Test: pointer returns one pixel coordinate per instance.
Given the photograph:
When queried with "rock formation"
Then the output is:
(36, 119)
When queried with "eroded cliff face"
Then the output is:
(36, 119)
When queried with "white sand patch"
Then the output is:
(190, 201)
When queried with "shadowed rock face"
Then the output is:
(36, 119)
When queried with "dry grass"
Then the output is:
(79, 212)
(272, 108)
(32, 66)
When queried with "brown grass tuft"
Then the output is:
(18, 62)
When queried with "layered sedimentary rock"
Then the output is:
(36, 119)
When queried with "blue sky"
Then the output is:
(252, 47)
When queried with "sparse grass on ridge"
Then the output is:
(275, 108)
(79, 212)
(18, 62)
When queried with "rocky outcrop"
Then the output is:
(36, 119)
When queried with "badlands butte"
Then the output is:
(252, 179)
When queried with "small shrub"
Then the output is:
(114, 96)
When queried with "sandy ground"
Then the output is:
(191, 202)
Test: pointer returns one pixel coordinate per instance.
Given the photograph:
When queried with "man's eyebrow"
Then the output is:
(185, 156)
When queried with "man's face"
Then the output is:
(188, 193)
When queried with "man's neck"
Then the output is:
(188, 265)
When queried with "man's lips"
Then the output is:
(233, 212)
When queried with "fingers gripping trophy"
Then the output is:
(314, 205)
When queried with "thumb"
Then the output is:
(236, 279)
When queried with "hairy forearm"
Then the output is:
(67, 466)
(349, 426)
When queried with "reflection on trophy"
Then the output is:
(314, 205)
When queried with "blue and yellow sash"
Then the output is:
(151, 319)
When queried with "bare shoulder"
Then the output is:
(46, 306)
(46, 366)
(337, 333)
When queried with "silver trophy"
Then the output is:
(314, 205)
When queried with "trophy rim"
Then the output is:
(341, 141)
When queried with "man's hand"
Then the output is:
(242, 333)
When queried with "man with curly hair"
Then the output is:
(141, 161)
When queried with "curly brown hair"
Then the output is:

- **The problem**: Please count how many lines in the preceding records hold the word "face", then give only that number.

- **Response to this task**: 3